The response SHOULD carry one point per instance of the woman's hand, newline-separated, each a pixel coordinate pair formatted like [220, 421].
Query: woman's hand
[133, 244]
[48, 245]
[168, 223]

### HOW TO COMPLETE THIS TASK
Print, exactly as written, each record in the listing above.

### RESULT OF THIS TASK
The response SHOULD carry one point per instance of the woman's hand, newline-separated, each a pixel coordinate pair formatted like [220, 421].
Query: woman's hand
[133, 244]
[48, 245]
[168, 223]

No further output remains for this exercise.